__Ziel A__. Was soll man laut dem zweiten Steiner-Zitat im Textauszug unten beim Antworten am anderen mehr beachten als das, was man selbst zur Sache sagen will? Nenne alles davon.
__Ziel B__. Schreib aus dem Textauszug unten den Teil ab, der mit „Nochmal ein Text“ anfängt und bis einschließlich „angesprochenen wichtig erscheint.“ geht.

__Textauszug__.
+++
04.01.2010

Von der Kraft der Wahrheit und der Kraftlosigkeit des heutigen Denkens

oder: Der Scheingegensatz zwischen Toleranz und Geisteskampf


Wie steht es um das Verhältnis von „Toleranz“ und „Geisteskampf“? Beides ist etwas, worauf Steiner immer wieder aufmerksam gemacht hat...

Auf meine Gedanken zur „Widerlegung des Harmonie-Dogma“ antwortete Barbara mir mit dem Hinweis auf zwei Zitate Rudolf Steiners (Hervorhebungen von mir):

Nochmal ein Text zur Wahrheit:
"Die Wahrheit wird dasjenige sein, was die höchsten Impulse für die Menschheitsentwicklung abgeben wird, und näher soll mir die Wahrheit stehen, als ich mir selber. Verhalte ich mich so zur Wahrheit, und irre ich hier in dieser Inkarnation, so wird die Wahrheit die Kraft haben, mich zu sich zu ziehen in der nächsten Inkarnation. Wenn ich ehrlich irre in dieser Inkarnation, wird sich dieser Irrtum ausgleichen in der nächsten. Besser ist es, ehrlich zu irren, als unehrlich Dogmen anzuhängen. Und das Wort wird vor uns aufleuchten: Nicht durch unser Wollen, wohl aber durch die göttlichen Kraft der Wahrheit selbst wird diese Wahrheit siegen"
Rudolf Steiner GA 127, Seite 181

Zu dieser Stunde ganz einfach noch ein Steiner -Text, der mir in all dem angesprochenen wichtig erscheint.
"Wenn mir jemand zum Beispiel etwas sagt und ich habe darauf zu erwidern, so muss ich bemüht sein, des anderen Meinung, Gefühl, ja Vorurteil mehr zu beachten, als was ich im Augenblick selbst zu der in Rede stehenden Sache zu sagen habe. Hiermit ist eine feine Taktausbildung angedeutet, welcher sich der Geheimschüler sorgfältig zu widmen hat. Er muss sich ein Urteil darüber aneignen, wie weit es für den anderen Bedeutung hat, wenn er der seinigen die eigene Meinung entgegenhält. Nicht zurückhalten soll man deshalb mit seiner Meinung. Davon kann nicht im entferntesten Sinne die Rede sein. Aber man soll so genau als nur irgend möglich auf den anderen hinhören und aus dem, was man gehört hat, die Gestalt seiner eigenen Erwiderung formen. Immer wieder steigt in einem solchen Falle in dem Geheimschüler ein Gedanke auf; und er ist auf dem rechten Wege, wenn dieser Gedanke so in ihm lebt, dass er Charakteranlage geworden ist. Dies ist der Gedanke: "Nicht darauf kommt es an, dass ich etwas anderes meine als der andere, sondern darauf, dass der andere das Richtige aus Eigenem finden wird, wenn ich etwas dazu beitrage". Durch solche und ähnliche Gedanken überströmt den Charakter und die Handlungsweise des Geheimschülers das Gepräge der Milde, die ein Hauptmittel aller Geheimschulung ist. Härte verscheucht um dich herum die Seelengebilde, die dein seelisches Auge erwecken sollen; Milde schafft dir Hindernisse weg und öffnet deine Organe. Und mit der Milde wird sich alsbald ein anderer Zug in der Seele ausbilden: das ruhige Achten auf alle Feinheiten des seelischen Lebens in der Umgebung bei völliger Schweigsamkeit der eigenen Seelenregungen."
+++
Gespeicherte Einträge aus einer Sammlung
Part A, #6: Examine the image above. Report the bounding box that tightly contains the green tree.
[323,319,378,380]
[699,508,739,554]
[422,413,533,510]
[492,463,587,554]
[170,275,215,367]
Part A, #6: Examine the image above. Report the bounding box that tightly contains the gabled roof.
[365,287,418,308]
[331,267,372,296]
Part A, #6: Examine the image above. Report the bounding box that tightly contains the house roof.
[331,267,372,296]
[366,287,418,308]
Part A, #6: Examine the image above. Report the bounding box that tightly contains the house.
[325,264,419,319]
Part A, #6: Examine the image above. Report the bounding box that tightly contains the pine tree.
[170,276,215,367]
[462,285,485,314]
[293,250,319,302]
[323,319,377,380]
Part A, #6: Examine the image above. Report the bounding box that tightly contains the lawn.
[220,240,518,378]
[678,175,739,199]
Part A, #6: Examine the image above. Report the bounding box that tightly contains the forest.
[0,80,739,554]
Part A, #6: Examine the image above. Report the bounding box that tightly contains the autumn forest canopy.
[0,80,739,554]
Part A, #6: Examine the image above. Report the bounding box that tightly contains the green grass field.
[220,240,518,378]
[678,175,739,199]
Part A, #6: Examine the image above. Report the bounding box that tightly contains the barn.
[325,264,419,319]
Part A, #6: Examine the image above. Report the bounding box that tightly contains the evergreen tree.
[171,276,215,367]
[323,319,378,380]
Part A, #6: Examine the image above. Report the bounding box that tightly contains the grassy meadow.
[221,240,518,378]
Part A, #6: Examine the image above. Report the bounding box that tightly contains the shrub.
+++
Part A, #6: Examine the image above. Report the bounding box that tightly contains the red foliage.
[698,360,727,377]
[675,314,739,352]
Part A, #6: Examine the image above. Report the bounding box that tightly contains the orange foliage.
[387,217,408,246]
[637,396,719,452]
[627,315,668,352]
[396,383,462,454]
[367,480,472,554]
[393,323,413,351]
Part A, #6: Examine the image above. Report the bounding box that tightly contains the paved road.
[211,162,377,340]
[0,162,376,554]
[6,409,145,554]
+++
__Lösung A__. Meinung, Gefühl, Vorurteil

__Lösung B__.
Nochmal ein Text zur Wahrheit:
"Die Wahrheit wird dasjenige sein, was die höchsten Impulse für die Menschheitsentwicklung abgeben wird, und näher soll mir die Wahrheit stehen, als ich mir selber. Verhalte ich mich so zur Wahrheit, und irre ich hier in dieser Inkarnation, so wird die Wahrheit die Kraft haben, mich zu sich zu ziehen in der nächsten Inkarnation. Wenn ich ehrlich irre in dieser Inkarnation, wird sich dieser Irrtum ausgleichen in der nächsten. Besser ist es, ehrlich zu irren, als unehrlich Dogmen anzuhängen. Und das Wort wird vor uns aufleuchten: Nicht durch unser Wollen, wohl aber durch die göttlichen Kraft der Wahrheit selbst wird diese Wahrheit siegen"
Rudolf Steiner GA 127, Seite 181

Zu dieser Stunde ganz einfach noch ein Steiner -Text, der mir in all dem angesprochenen wichtig erscheint.